_Written problem 1:_ Print the records again line for line, beginning at the line that contains "the person's shoe" and stopping after the final line of the records, with both of those lines included.

_Passage to read:_
····················

And I think to myself, "If this agent didn't take my book, she must not be the right agent. The right agent must still be out there."

And then comes the other voice...Whose is it? Doubt? "Maybe the agents are right, and the book is not worth publishing."

And then I have to forcefully tell myself, "Trust! Remember what you were told...'This book will sell. This is for the best.' It will all work out." I add, "Ein ode milvado. God's hand is in this, too. There must be some reason why this is happening, and I just don't see it yet. This, too, is of God."

I realize today, as the time to light the yom tov candles draws nearer, as I must stop my work and move into the kitchen to begin cooking for our festive meal, that now, as the energy of Rosh Hashanah begins to seep into my experience, it becomes all the more important for me to focus on trust, on knowing that the movie is unfolding in this way because the Director has a plan for it's conclusion, on believing that all is well in my world even when I only perceive what is wrong in my world.

The next 10 days are a time of great promise. While our common Jewish liturgy says that at this time of the year we are "written in the Book of Life" for another year -- or not, the Kabbalists say that during this time, a person's spiritual makeup is rewritten. In fact, it is rewritten according to our desires. We are supposed to visualize ourselves a year from now -- What do we want to have accomplished? What do we want our lives, our relationships, our selves to look like? We must visualize our greatest dreams, our greatest selves, coming true, and in so doing, this lays a foundation for this to actually manifest these things in our lives over the next year.

I will stop writing now and spend some time visualizing...praying...combining the thoughts and feelings of having what I desire in the next year so that I experience it in this moment, in this Now, as if it already exists. I know that is the key...and the subject of another blog on another day. Maybe some of you will join me in this endeavor, for by all visualizing and praying in this manner to achieve our best selves in the coming year, we also raise the energy and consciousness of the planet as a whole. Not a bad thing either.... I'll visualize and then feel that connection with God that comes with knowing that everything is God -- the good and the bad -- and the feeling of trust and anticipation of positive outcomes to the current events of my life. And I'll end with a small plea of sorts, "Ken yehe ratzon. May it be God's will," and know that the Director of my life movie will hear it. And hopefully when I open my eyes I will have experienced the oneness of all things. And I'll be ready for the next holiday, Yom Kippur, the Day of At-One-Ment.

····················

_Exercise materials:_
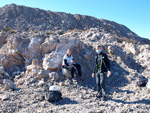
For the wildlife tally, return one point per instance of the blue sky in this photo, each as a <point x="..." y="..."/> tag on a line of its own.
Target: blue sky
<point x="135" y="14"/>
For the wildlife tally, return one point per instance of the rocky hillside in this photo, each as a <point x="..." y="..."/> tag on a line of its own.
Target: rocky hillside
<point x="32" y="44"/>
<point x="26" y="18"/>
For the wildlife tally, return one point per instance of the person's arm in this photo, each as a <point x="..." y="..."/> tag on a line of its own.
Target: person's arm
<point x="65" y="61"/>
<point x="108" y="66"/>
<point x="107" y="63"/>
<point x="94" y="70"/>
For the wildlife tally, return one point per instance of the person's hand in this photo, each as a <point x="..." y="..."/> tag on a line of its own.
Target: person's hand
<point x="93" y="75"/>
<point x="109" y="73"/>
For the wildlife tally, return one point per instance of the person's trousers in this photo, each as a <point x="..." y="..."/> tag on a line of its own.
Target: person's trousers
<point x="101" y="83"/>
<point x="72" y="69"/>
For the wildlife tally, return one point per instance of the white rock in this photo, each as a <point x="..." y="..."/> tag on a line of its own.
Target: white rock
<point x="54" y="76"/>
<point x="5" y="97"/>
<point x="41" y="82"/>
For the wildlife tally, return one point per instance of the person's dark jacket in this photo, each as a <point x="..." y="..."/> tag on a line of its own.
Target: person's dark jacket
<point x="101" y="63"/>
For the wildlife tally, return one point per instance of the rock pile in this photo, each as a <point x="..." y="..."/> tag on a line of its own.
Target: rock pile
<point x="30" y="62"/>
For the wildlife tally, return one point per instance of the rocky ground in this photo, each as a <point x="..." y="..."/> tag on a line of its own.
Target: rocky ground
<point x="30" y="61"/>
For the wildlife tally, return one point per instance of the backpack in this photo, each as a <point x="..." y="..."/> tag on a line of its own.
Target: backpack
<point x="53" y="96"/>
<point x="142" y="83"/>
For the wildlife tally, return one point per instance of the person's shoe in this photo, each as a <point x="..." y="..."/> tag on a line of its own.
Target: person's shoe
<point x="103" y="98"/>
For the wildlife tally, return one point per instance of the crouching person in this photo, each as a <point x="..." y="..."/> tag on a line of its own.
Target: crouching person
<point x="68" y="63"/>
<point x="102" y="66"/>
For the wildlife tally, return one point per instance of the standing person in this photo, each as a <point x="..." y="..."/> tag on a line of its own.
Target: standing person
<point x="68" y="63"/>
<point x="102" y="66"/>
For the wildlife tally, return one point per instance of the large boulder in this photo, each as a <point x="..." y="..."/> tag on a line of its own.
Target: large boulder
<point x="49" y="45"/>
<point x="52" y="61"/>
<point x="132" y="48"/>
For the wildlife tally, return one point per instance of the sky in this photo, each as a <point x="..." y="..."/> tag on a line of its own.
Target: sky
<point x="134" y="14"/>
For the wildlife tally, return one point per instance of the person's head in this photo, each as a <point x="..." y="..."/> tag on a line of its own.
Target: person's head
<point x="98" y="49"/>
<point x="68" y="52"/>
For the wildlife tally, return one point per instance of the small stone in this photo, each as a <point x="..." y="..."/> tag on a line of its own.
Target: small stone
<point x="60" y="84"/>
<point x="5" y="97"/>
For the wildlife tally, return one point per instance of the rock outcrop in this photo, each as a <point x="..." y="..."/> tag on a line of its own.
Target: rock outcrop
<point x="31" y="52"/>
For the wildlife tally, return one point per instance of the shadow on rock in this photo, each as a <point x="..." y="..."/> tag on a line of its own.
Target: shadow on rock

····················

_Written problem 2:_
In the Rosh Hashanah post:
(a) What Hebrew phrase does the writer add while telling herself to trust?
(b) According to the Kabbalists, what is rewritten during this time, and according to what?
(c) Which holiday does the writer say she will be ready for next?

_Finished answer 1:_
For the wildlife tally, return one point per instance of the person's shoe in this photo, each as a <point x="..." y="..."/> tag on a line of its own.
Target: person's shoe
<point x="103" y="98"/>
For the wildlife tally, return one point per instance of the crouching person in this photo, each as a <point x="..." y="..."/> tag on a line of its own.
Target: crouching person
<point x="68" y="63"/>
<point x="102" y="66"/>
For the wildlife tally, return one point per instance of the standing person in this photo, each as a <point x="..." y="..."/> tag on a line of its own.
Target: standing person
<point x="68" y="63"/>
<point x="102" y="66"/>
For the wildlife tally, return one point per instance of the large boulder in this photo, each as a <point x="..." y="..."/> tag on a line of its own.
Target: large boulder
<point x="49" y="45"/>
<point x="52" y="61"/>
<point x="132" y="48"/>
For the wildlife tally, return one point per instance of the sky in this photo, each as a <point x="..." y="..."/> tag on a line of its own.
Target: sky
<point x="134" y="14"/>
For the wildlife tally, return one point per instance of the person's head in this photo, each as a <point x="..." y="..."/> tag on a line of its own.
Target: person's head
<point x="98" y="49"/>
<point x="68" y="52"/>
For the wildlife tally, return one point per instance of the small stone in this photo, each as a <point x="..." y="..."/> tag on a line of its own.
Target: small stone
<point x="60" y="84"/>
<point x="5" y="97"/>
For the wildlife tally, return one point per instance of the rock outcrop in this photo, each as a <point x="..." y="..."/> tag on a line of its own.
Target: rock outcrop
<point x="31" y="52"/>
For the wildlife tally, return one point per instance of the shadow on rock in this photo, each as a <point x="..." y="..."/> tag on a line of its own.
Target: shadow on rock

_Finished answer 2:_
(a) "Ein ode milvado."
(b) A person's spiritual makeup is rewritten, according to our desires.
(c) Yom Kippur, the Day of At-One-Ment.